[TASK OBJECTIVE]
Transcribe, word for word, the part of the journal entry from Iraq that opens with the words containing "One of my favorite" and closes with "a celebrating wife.".

Broken Masterpieces

January 24, 2007

Duke In Iraq - 1/23/07

The 1/23/07 Entry:

TFTC January 23

I have been thinking a lot about the depth of emotions lately. You can imagine with saying good bye to my wife and caring for the injured and dealing with those who have died or are dying, I am living in a sea of emotions.

One of my favorite war movies is: “We Were Soldiers”. The reason is, in part, due to the way the film handles the other tragedies of wars and that is the families who are left behind and must come to grips with the injury or death of a loved one. There is a scene at the end of the movie, where the door bell rings at the house of LTC Hal Moore. It is late at night and his wife looks out the window to see who is there. What she sees is a Yellow Cab, the exact type that delivers telegrams notifying the wives that their husband has died in battle. She starts to cry and demands that the children go up stairs. She opens the door only to find her husband standing at the door. Her emotions poured forward as she was transformed from a grieving spouse to a celebrating wife.

My wife and I enjoy watching Extreme Makeover Home Edition. In this reality show, ABC picks a family who has had an enormous tragedy and completely renovates their home and usually pays off the mortgage and gives the children college scholarships. There are always tears on both sides of the TV as those who had almost nothing are given just about everything they could ask for. If it were not for their desperate state, the height of emotion would not be there. Imagine Donald Trump receiving a 3000 Sq Ft home in middle America, with a 32 inch plasma TV, custom kitchen, bedrooms, and bath and a pool. I doubt that he would cry with joy.

[EXERCISE DATA]

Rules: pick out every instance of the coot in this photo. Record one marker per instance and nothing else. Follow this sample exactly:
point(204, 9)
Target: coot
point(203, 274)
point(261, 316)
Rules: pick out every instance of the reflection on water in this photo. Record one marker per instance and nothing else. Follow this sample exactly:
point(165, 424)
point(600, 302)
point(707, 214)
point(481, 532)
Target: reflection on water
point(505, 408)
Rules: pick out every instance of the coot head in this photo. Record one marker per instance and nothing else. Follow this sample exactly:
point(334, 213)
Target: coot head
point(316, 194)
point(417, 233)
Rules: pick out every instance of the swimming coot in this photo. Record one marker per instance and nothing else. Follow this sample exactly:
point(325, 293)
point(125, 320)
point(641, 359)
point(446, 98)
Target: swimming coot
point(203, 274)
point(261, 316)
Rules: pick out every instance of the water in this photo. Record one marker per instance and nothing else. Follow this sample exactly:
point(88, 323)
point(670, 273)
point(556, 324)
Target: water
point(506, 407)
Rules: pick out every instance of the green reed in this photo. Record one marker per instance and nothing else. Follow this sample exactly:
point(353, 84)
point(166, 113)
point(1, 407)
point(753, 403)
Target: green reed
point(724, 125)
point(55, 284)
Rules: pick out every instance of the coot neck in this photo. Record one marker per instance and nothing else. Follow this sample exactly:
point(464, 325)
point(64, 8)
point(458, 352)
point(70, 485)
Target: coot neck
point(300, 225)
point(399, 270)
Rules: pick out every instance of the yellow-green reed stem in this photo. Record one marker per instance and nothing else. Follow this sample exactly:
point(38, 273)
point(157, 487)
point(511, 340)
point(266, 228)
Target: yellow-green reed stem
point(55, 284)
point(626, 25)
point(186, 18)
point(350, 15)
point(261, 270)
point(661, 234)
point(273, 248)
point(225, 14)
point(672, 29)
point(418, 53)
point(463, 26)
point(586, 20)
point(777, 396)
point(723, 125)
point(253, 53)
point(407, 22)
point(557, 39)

[RESPONSE AREA]
One of my favorite war movies is: “We Were Soldiers”. The reason is, in part, due to the way the film handles the other tragedies of wars and that is the families who are left behind and must come to grips with the injury or death of a loved one. There is a scene at the end of the movie, where the door bell rings at the house of LTC Hal Moore. It is late at night and his wife looks out the window to see who is there. What she sees is a Yellow Cab, the exact type that delivers telegrams notifying the wives that their husband has died in battle. She starts to cry and demands that the children go up stairs. She opens the door only to find her husband standing at the door. Her emotions poured forward as she was transformed from a grieving spouse to a celebrating wife.